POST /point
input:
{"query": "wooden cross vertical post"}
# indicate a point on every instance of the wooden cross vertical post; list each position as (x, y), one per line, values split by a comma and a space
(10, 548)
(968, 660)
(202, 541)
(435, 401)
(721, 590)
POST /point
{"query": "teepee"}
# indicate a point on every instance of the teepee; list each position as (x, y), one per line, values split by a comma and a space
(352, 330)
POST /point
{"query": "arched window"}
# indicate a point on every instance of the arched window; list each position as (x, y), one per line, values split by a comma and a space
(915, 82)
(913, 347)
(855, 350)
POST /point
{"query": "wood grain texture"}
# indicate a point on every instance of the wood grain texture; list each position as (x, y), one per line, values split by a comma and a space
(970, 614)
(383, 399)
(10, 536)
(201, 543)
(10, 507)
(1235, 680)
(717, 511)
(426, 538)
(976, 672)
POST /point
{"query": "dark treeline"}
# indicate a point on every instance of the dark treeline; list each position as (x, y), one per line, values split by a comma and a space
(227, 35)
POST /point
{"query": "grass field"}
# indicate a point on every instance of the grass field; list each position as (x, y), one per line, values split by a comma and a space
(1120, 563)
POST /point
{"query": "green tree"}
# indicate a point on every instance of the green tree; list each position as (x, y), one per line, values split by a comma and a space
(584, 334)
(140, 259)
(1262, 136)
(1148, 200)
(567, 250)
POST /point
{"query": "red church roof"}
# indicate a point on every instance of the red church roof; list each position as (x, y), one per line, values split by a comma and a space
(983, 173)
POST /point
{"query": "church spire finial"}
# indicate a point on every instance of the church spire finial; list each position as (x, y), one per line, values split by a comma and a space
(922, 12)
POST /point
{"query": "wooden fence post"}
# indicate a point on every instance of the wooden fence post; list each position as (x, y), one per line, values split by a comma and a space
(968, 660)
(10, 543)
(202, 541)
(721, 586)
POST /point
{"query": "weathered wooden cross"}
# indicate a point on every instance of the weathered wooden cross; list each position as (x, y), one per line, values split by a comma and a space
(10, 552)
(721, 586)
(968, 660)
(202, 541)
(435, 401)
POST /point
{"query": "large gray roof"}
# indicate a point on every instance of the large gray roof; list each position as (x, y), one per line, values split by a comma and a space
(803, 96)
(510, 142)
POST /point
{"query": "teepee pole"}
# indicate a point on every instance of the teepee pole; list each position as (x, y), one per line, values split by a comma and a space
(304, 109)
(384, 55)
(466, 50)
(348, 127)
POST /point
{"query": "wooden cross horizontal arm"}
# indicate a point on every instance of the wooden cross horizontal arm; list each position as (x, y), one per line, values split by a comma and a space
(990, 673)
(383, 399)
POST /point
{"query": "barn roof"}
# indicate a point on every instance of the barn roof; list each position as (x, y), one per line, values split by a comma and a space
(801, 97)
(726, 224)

• • •

Short task =>
Pull out each line in the entries above that contains the string "pole". Matching is case-sensitive.

Result =>
{"query": "teepee pole"}
# indicate a point on every instance of the teepee pole; list each position as (x, y), one per line, values split by a comma and a space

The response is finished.